What is required —
Your task is to extract the lines from the one holding "Drop a pin on each instance of the woman's arm" through the end of the material. Set them down exactly and add nothing.

%%

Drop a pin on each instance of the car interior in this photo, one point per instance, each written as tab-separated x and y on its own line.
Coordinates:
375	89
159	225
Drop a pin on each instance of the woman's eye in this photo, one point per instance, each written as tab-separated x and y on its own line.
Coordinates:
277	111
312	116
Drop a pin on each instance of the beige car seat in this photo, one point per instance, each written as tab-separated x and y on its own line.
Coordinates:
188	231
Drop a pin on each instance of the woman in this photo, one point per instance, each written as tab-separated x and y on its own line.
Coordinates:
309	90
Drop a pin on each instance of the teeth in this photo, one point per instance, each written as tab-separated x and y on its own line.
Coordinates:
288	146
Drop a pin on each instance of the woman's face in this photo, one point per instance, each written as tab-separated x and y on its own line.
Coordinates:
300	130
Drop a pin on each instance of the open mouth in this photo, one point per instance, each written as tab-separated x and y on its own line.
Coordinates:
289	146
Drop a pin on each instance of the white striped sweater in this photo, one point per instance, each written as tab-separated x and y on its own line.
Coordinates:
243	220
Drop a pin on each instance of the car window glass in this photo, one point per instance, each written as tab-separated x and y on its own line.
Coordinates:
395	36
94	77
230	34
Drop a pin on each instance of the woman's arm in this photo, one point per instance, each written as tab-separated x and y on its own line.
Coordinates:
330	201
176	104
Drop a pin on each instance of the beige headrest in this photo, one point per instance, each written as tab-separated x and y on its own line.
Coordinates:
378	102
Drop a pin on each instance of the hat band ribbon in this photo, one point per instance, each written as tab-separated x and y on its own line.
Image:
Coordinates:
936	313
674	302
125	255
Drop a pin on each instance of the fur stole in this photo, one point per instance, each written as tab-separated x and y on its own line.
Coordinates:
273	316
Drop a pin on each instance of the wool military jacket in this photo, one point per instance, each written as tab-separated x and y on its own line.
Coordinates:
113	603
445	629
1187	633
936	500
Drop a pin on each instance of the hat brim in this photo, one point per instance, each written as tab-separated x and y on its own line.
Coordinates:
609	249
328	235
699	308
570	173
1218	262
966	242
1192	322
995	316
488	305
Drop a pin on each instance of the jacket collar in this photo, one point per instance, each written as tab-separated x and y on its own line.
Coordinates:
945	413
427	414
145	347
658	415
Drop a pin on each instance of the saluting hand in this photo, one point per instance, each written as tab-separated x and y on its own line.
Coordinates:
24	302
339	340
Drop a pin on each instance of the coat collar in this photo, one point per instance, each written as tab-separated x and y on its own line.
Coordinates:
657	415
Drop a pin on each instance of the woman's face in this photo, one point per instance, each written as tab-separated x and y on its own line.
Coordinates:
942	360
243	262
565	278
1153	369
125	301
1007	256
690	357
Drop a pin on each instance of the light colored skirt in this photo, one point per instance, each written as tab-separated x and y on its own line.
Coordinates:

%%

Correct response —
Drop a pin on each instance of the woman's arm in this photo, one point per instance, each written as tab-separated x and y on its own line.
Coordinates:
330	201
176	104
Drop a pin on each instance of the beige headrest in this photo, one point per instance, each written as tab-separated x and y on its own line.
Coordinates:
378	102
Drop a pin on each instance of the hat band ribbon in this photo, one point per instance, each written as tab-separated x and y on its own line.
Image:
Coordinates:
936	313
674	302
125	255
Drop a pin on each instance of the fur stole in this photo, one point per instance, each written as tab-separated x and y on its own line.
Coordinates:
273	316
Drop a pin on each instance of the wool military jacket in this photo, one point per instance, each written as tab-separated x and y on its own line.
Coordinates:
113	603
445	629
1187	633
936	500
Drop a pin on each instance of the hat brim in this photo, one point per instance, each written as tab-separated x and y on its own line.
Coordinates:
609	249
328	235
699	308
570	173
1218	262
966	242
1192	322
995	316
488	305
Drop a pin on each instance of the jacket collar in this photo, one point per instance, each written as tab-separated x and y on its own line.
Coordinates:
945	413
427	414
145	347
658	415
Drop a pin on each instance of the saluting hand in this photo, one point per instance, each written as tab-separated x and y on its own line.
Coordinates:
24	302
339	340
Drop a pin on each instance of the coat collar in this photo, one point per instance, each written as tab-separated x and y on its own line.
Coordinates:
657	415
Drop a pin on each instance of the woman's face in this photo, one point per instance, each written as tab-separated x and y on its own line.
Coordinates:
942	360
243	262
565	278
1153	369
125	301
1007	256
690	357
Drop a pin on each instance of the light colored skirt in this photo, one point per instance, each written as tab-separated x and y on its own line.
Coordinates:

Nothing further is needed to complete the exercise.